**WHAT IS NEEDED**.
Format the lines from the beginning of the records through the line containing "x=554, y=169" as a numbered list, omitting any blank lines.

>> Begin DATASET ROWS

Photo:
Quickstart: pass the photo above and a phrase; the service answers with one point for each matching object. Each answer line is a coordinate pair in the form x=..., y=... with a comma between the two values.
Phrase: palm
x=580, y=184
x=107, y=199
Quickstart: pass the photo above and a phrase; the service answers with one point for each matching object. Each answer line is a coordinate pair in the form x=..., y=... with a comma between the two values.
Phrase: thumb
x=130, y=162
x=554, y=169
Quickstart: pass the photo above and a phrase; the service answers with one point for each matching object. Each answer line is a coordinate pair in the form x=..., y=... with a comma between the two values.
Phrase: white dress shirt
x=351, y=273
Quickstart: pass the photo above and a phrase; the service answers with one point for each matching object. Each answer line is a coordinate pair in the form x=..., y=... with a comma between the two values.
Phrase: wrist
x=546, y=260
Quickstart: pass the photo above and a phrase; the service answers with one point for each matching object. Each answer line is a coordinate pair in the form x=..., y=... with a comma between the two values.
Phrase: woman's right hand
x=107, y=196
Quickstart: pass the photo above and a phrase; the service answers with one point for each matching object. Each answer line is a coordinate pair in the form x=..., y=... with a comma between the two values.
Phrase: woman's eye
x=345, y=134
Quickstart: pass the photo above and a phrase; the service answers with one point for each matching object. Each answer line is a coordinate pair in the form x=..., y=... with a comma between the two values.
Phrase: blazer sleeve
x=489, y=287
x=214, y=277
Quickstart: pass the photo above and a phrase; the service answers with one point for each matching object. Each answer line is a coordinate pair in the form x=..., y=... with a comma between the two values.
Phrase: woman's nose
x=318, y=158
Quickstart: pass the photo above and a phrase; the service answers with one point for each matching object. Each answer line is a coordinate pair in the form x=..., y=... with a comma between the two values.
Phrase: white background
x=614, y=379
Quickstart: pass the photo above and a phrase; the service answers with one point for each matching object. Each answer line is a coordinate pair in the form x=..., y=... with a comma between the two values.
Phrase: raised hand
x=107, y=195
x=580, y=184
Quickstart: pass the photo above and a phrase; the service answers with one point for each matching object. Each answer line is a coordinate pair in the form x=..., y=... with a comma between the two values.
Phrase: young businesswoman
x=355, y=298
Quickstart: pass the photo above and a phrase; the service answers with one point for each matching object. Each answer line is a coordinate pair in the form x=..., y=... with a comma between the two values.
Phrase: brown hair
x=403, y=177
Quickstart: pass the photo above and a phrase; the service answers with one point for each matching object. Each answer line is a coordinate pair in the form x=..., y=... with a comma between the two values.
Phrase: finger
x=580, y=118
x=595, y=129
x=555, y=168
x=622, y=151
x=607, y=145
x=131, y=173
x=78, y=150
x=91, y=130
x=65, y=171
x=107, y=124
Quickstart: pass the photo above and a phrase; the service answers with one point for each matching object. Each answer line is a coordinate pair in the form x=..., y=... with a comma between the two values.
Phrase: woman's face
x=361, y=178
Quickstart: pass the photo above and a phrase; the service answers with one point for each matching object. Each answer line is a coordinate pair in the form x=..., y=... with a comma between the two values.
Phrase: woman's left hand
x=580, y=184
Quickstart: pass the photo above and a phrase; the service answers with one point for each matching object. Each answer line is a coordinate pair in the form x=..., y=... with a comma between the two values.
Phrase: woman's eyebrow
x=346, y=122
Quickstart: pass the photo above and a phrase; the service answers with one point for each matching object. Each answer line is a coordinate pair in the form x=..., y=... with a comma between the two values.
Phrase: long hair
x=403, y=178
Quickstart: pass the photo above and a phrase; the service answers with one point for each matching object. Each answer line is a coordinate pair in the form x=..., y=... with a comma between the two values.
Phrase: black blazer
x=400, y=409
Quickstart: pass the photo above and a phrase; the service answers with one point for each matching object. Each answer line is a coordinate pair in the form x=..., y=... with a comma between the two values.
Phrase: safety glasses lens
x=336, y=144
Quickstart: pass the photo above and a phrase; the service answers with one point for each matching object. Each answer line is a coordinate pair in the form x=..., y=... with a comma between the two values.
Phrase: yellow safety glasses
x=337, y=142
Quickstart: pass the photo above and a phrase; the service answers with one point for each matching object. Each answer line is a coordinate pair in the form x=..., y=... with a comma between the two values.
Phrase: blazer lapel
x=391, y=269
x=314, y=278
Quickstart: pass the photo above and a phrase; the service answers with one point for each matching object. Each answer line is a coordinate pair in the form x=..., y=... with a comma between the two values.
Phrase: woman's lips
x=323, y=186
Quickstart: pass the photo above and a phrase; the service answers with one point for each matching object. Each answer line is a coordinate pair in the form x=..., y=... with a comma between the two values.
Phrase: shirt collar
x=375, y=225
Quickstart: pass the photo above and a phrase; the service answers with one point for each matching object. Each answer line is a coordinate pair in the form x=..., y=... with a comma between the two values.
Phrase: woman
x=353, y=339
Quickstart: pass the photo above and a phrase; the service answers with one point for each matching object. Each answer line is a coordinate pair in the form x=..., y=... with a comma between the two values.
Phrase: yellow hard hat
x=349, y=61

>> End DATASET ROWS

**REPLY TO THE TASK**.
1. Photo:
2. Quickstart: pass the photo above and a phrase; the service answers with one point for each matching object. Each answer line is a coordinate pair in the form x=..., y=... with a comma between the two values.
3. Phrase: palm
4. x=580, y=184
5. x=107, y=199
6. Quickstart: pass the photo above and a phrase; the service answers with one point for each matching object. Each answer line is a coordinate pair in the form x=..., y=... with a comma between the two values.
7. Phrase: thumb
8. x=130, y=162
9. x=554, y=169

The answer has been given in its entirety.